_Your goal_. Please set down each entry exactly, omitting any picture it holds.

(Referring expression data)

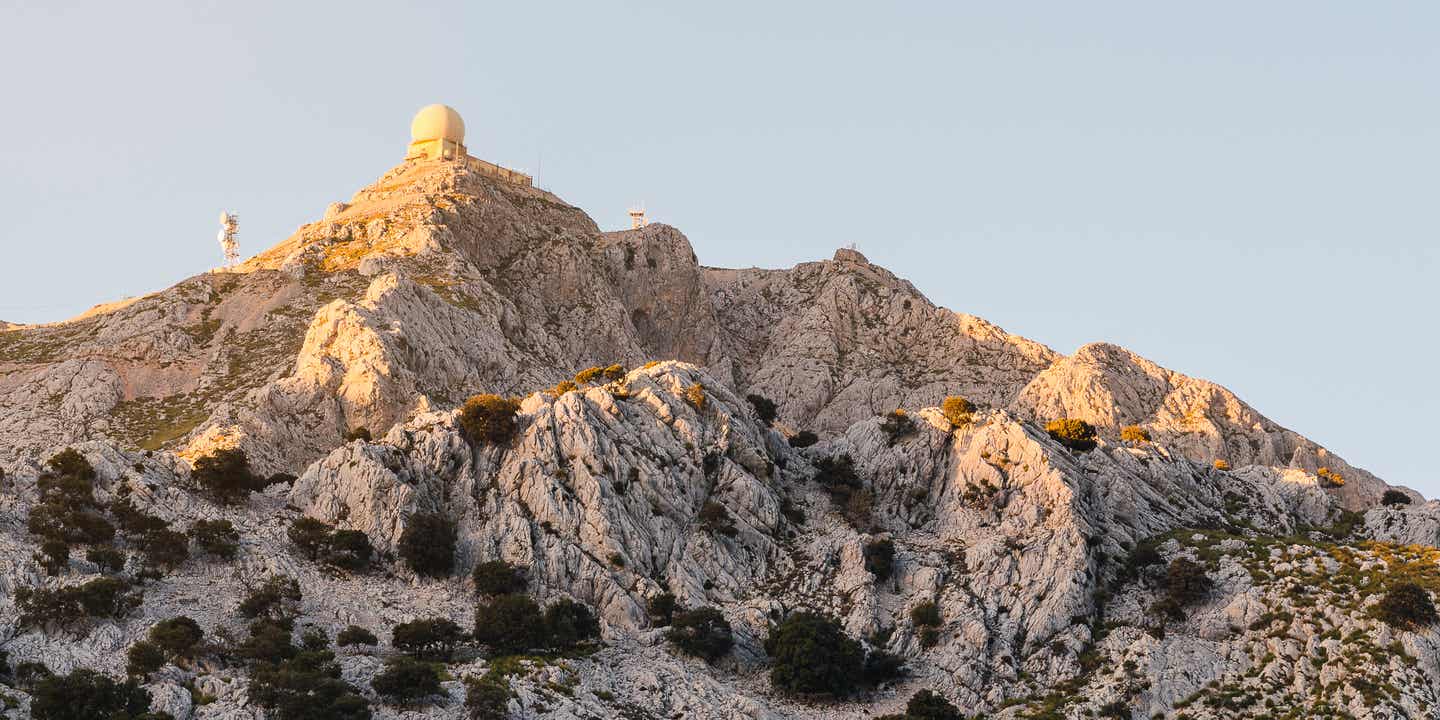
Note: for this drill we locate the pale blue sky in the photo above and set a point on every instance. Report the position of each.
(1243, 192)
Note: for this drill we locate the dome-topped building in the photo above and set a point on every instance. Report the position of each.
(438, 133)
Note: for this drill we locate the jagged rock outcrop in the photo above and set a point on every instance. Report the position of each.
(437, 282)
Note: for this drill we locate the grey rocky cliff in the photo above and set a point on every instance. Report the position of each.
(435, 284)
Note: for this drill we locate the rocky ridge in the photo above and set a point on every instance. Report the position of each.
(435, 284)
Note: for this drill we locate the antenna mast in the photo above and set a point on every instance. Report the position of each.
(229, 228)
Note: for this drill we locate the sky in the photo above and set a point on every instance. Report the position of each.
(1243, 192)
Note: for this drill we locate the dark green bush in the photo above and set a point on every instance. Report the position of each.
(811, 654)
(177, 637)
(487, 699)
(406, 681)
(226, 477)
(275, 599)
(804, 439)
(428, 545)
(143, 658)
(85, 694)
(356, 635)
(510, 624)
(107, 559)
(1407, 606)
(958, 411)
(569, 624)
(55, 556)
(308, 536)
(702, 632)
(216, 537)
(1073, 434)
(880, 556)
(490, 418)
(763, 408)
(498, 578)
(1394, 497)
(926, 615)
(164, 549)
(434, 638)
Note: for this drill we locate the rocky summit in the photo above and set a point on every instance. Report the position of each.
(452, 451)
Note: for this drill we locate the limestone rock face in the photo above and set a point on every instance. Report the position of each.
(1047, 568)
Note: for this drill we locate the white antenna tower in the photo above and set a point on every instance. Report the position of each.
(229, 228)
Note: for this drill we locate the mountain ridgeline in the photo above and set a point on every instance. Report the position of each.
(454, 451)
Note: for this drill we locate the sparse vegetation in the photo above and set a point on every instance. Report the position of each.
(498, 578)
(1329, 478)
(896, 425)
(811, 654)
(356, 635)
(226, 477)
(1394, 497)
(1072, 432)
(696, 396)
(1409, 606)
(702, 632)
(428, 545)
(958, 411)
(490, 418)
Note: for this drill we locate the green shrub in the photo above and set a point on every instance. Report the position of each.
(177, 637)
(428, 545)
(85, 694)
(804, 439)
(107, 559)
(356, 635)
(143, 658)
(498, 578)
(958, 411)
(216, 537)
(811, 654)
(487, 699)
(164, 549)
(1394, 497)
(275, 599)
(896, 425)
(1073, 434)
(510, 624)
(702, 632)
(569, 624)
(716, 519)
(696, 396)
(225, 475)
(308, 536)
(490, 418)
(434, 638)
(1407, 606)
(406, 681)
(763, 408)
(1329, 478)
(55, 556)
(926, 615)
(880, 556)
(1135, 434)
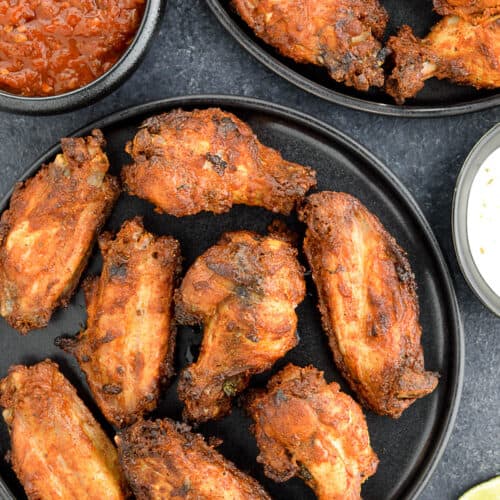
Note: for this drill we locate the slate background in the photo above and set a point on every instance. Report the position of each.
(192, 54)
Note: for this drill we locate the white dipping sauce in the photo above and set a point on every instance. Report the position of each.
(483, 220)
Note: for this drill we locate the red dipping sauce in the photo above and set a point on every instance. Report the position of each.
(50, 47)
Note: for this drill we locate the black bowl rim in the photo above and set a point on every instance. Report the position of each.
(458, 348)
(99, 87)
(268, 60)
(482, 149)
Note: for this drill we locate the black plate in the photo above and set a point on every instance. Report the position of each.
(438, 98)
(409, 448)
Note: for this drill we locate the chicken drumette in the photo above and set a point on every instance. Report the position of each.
(47, 233)
(127, 349)
(467, 54)
(58, 449)
(472, 10)
(186, 162)
(341, 35)
(163, 459)
(244, 290)
(368, 302)
(305, 427)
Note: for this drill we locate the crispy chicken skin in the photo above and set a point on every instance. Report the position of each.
(471, 10)
(308, 428)
(467, 54)
(368, 302)
(58, 450)
(244, 290)
(186, 162)
(163, 459)
(47, 234)
(341, 35)
(127, 348)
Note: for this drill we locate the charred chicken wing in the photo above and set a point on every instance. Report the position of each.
(58, 450)
(244, 290)
(467, 54)
(187, 162)
(47, 234)
(128, 345)
(368, 302)
(341, 35)
(472, 10)
(308, 428)
(163, 459)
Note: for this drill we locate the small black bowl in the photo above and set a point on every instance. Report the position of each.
(101, 86)
(484, 147)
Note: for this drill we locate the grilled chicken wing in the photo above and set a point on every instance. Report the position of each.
(471, 10)
(187, 162)
(467, 54)
(341, 35)
(244, 290)
(47, 234)
(163, 459)
(308, 428)
(58, 450)
(128, 346)
(368, 302)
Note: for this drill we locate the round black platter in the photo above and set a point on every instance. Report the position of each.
(409, 448)
(438, 98)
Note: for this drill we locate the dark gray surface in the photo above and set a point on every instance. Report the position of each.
(192, 54)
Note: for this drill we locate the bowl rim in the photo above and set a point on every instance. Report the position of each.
(488, 143)
(99, 87)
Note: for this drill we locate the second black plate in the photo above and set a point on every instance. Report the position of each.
(438, 98)
(408, 448)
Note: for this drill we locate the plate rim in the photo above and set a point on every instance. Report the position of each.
(424, 470)
(319, 90)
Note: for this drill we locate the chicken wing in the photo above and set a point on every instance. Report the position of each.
(471, 10)
(368, 302)
(188, 162)
(128, 346)
(341, 35)
(467, 54)
(47, 234)
(308, 428)
(58, 450)
(163, 459)
(244, 290)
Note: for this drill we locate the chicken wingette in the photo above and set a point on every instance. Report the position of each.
(244, 290)
(368, 302)
(465, 53)
(307, 428)
(186, 162)
(58, 450)
(341, 35)
(47, 234)
(127, 348)
(163, 459)
(471, 10)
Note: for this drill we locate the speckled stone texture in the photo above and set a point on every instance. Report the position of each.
(192, 54)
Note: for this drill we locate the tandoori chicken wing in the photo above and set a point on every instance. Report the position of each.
(244, 290)
(58, 449)
(47, 234)
(186, 162)
(467, 54)
(128, 346)
(368, 302)
(308, 428)
(163, 459)
(471, 10)
(341, 35)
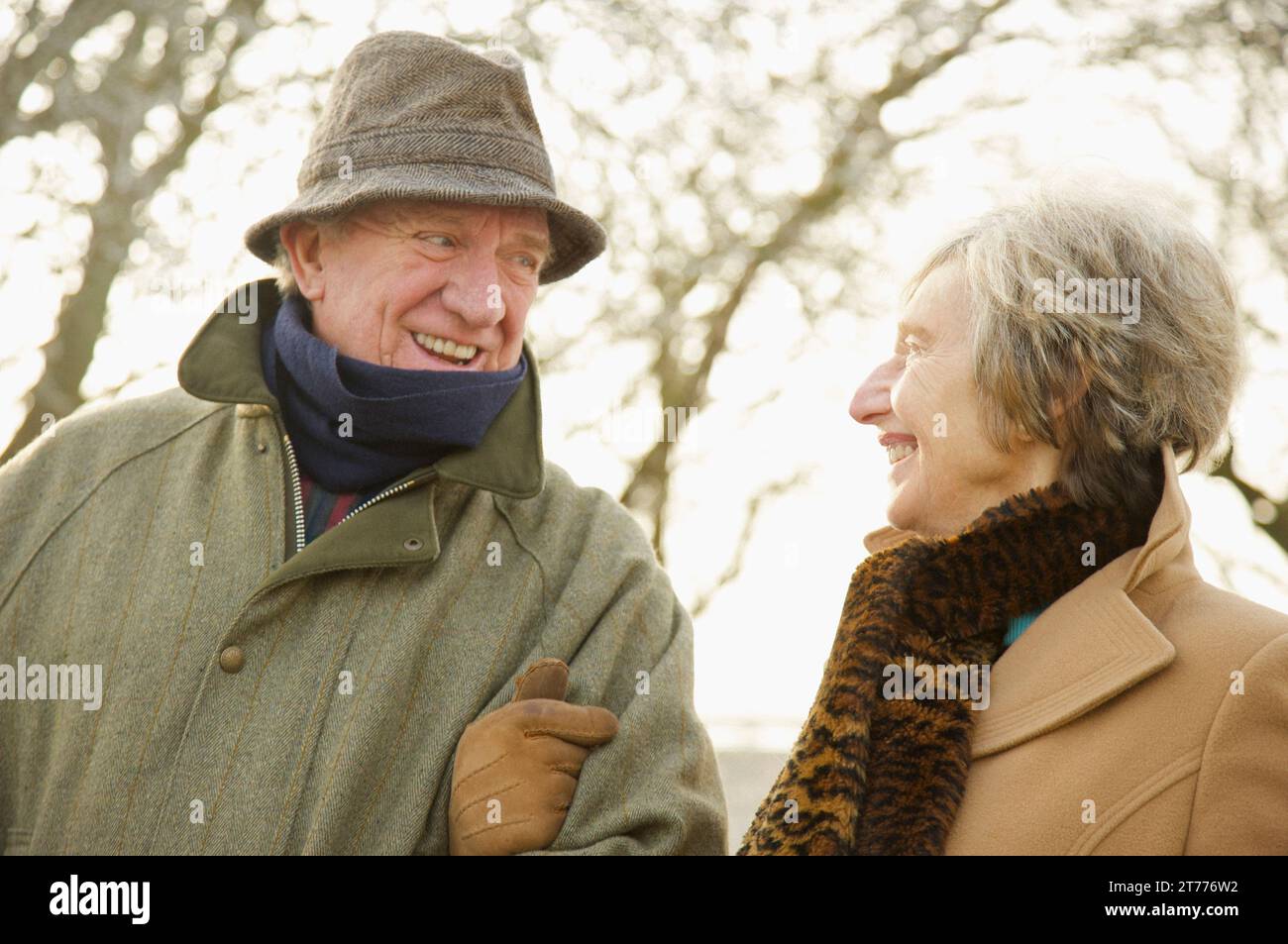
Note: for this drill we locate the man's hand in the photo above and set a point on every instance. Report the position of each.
(516, 768)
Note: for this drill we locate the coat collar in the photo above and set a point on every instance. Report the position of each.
(222, 364)
(1090, 646)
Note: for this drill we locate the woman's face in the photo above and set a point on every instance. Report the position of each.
(925, 406)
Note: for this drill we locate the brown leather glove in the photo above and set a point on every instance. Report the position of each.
(516, 768)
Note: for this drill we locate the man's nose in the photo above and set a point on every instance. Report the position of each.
(872, 399)
(473, 288)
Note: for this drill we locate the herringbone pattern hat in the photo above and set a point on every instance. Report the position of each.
(421, 117)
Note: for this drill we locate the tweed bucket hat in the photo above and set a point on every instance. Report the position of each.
(413, 116)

_Solution to this task_.
Note: for this drill we locate the pale blue sky in the photo above and set a point on every instance. Report the position of each.
(1243, 192)
Note: for this drill we locate the dome-topped building in the photo above and set a point on every instance. Report the position of each.
(438, 133)
Note: for this drill we locate the jagged rock outcrop in the photo above and set a point on every instance. Report the position of each.
(437, 282)
Note: for this drill we locate the grey rocky cliff in the photo above and set a point on every instance. Report the position of each.
(435, 284)
Note: for this drill we locate the rocky ridge in the photo above and set a point on every instance. Report the position of each.
(435, 284)
Note: for this drill we locate the antenna mast in the photo above and set a point on every instance. Report the position of each.
(229, 228)
Note: for this drill we locate the sky in the photo above and set a point on every instance. Report the position of each.
(1243, 192)
Note: for this drill we locate the dark green bush in the photo above and set a point on every instance. Report the position of each.
(811, 654)
(177, 637)
(487, 699)
(406, 681)
(226, 477)
(275, 599)
(804, 439)
(428, 545)
(143, 658)
(85, 694)
(356, 635)
(510, 624)
(107, 559)
(1407, 606)
(958, 411)
(569, 624)
(55, 556)
(308, 536)
(702, 632)
(216, 537)
(1073, 434)
(880, 556)
(490, 418)
(763, 408)
(498, 578)
(1394, 497)
(926, 615)
(164, 549)
(434, 638)
Note: for this drill we locate the rocky summit in the photo above and set a point on every instance. Report the position of each.
(452, 451)
Note: for this drill we locate the limestone rock face in the photo above and set a point on every instance. Report the position of each.
(1047, 568)
Note: for this drill we locate the white antenna tower in the photo above and set a point on every instance. Report the position of each.
(229, 228)
Note: for this drill we locate the mountain ridgeline in the photo above and set a point on every instance. Report the position of each.
(454, 451)
Note: for this drill we locate the sparse vegetation in the photo above and set a point on every instance. Report the position of each.
(498, 578)
(1329, 478)
(896, 425)
(811, 654)
(356, 635)
(226, 477)
(1394, 497)
(1072, 432)
(696, 396)
(1409, 606)
(702, 632)
(428, 545)
(958, 411)
(490, 418)
Note: for this drill we locate the green shrub in the photo above and set a point on every instance. Report the position of each.
(177, 637)
(428, 545)
(85, 694)
(804, 439)
(107, 559)
(356, 635)
(143, 658)
(498, 578)
(958, 411)
(216, 537)
(811, 654)
(487, 699)
(164, 549)
(1394, 497)
(275, 599)
(896, 425)
(1073, 434)
(510, 624)
(702, 632)
(569, 624)
(716, 519)
(696, 396)
(225, 475)
(308, 536)
(490, 418)
(434, 638)
(1407, 606)
(406, 681)
(763, 408)
(1329, 478)
(55, 556)
(926, 615)
(880, 556)
(1135, 434)
Note: for this drill we locate the slate background in the photo above and set a point on every instance. Report the position of each.
(192, 54)
Note: for this drill we locate the white dipping sauce in the photo above and set a point on every instance. Report the position of each.
(483, 220)
Note: for this drill we locate the red dipping sauce in the photo above and set a point on every instance. Report the position of each.
(50, 47)
Note: for this drill we locate the black bowl rim in the photo above and set a point on every instance. Report the position of each.
(458, 348)
(99, 87)
(268, 60)
(482, 149)
Note: for this drill we locate the black plate in the photo above and set a point on every instance. Report the position of each.
(438, 98)
(409, 448)
Note: for this drill we locate the chicken drumette in the photo above and set a point on every instance. Report the position of each.
(47, 233)
(127, 349)
(467, 54)
(58, 449)
(472, 10)
(186, 162)
(341, 35)
(163, 459)
(244, 290)
(368, 302)
(305, 427)
Note: for this drill we locate the crispy chicken skin in the photo above and set a point on every instance. Report the position of each.
(471, 10)
(308, 428)
(467, 54)
(368, 302)
(58, 450)
(244, 290)
(186, 162)
(163, 459)
(47, 234)
(341, 35)
(127, 348)
Note: for this drill we locate the charred chicken wing in the photo above and set a point on every instance. Report the position of each.
(58, 450)
(244, 290)
(467, 54)
(187, 162)
(47, 234)
(128, 345)
(368, 302)
(341, 35)
(472, 10)
(308, 428)
(163, 459)
Note: for this drill we locate the small black bowl in the photo above and set a point on every instance. Report the position of each.
(101, 86)
(484, 147)
Note: for this drill we locate the grilled chicken wing in the photo above and set a point on every instance. Report the position of each.
(471, 10)
(187, 162)
(467, 54)
(341, 35)
(244, 290)
(47, 234)
(163, 459)
(308, 428)
(58, 450)
(128, 346)
(368, 302)
Note: for this drill we locate the round black platter in the photo above and set a point on every instance. Report the position of each.
(409, 448)
(438, 98)
Note: for this drill we locate the dark gray surface in the photo above and set a point on every instance. Report the position of each.
(192, 54)
Note: for this drill we locate the bowl rim in the photo above and set a point on every instance. Report the position of each.
(488, 143)
(99, 87)
Note: for this drill we locate the second black plate in the photo above and set a point on every instance. Report the position of each.
(438, 98)
(408, 448)
Note: for this drill we locate the plate rim in the photo above and set a point on every instance. Report the position of each.
(424, 470)
(319, 90)
Note: for this drill we locate the chicken wing in the photo above and set a point on every instance. Report the position of each.
(471, 10)
(368, 302)
(188, 162)
(128, 346)
(341, 35)
(467, 54)
(47, 234)
(308, 428)
(58, 450)
(163, 459)
(244, 290)
Note: for this drill we locate the chicken wingette in the photo above and set a point on every instance. Report the position of each.
(244, 290)
(368, 302)
(465, 53)
(307, 428)
(186, 162)
(58, 450)
(341, 35)
(47, 234)
(127, 348)
(163, 459)
(471, 10)
Note: for this drill we locate the speckled stone texture in the photo above and set a point on every instance. Report the position of each.
(192, 54)
Note: for this drill we locate the tandoori chicken wing in the photo above and set a point on every instance. Report the position of each.
(244, 290)
(58, 449)
(47, 234)
(186, 162)
(467, 54)
(128, 346)
(368, 302)
(308, 428)
(163, 459)
(471, 10)
(341, 35)
Note: for this drill we locate the man's hand in the photo above and set a point on every instance. Report the position of each.
(516, 768)
Note: for this drill we locate the coat collar in the photo above and set a point on every instance. Report the position of each.
(222, 364)
(1090, 646)
Note: for this drill we locate the woman's face in the photo above and set a point on every instance. Report the position of each.
(925, 406)
Note: for this drill we locate the brown leather glove in the photo above and set a point on every instance. Report the position of each.
(516, 768)
Note: for this drill we locate the man's nose in the photo above and set a point on every instance. Report the position of each.
(872, 399)
(473, 288)
Note: for this drill we locate the herringbone pattern hat in the photo above and set a point on every instance. Report the position of each.
(421, 117)
Note: for this drill we locate the tweed bucket hat in the photo above and set a point on every instance. Report the position of each.
(413, 116)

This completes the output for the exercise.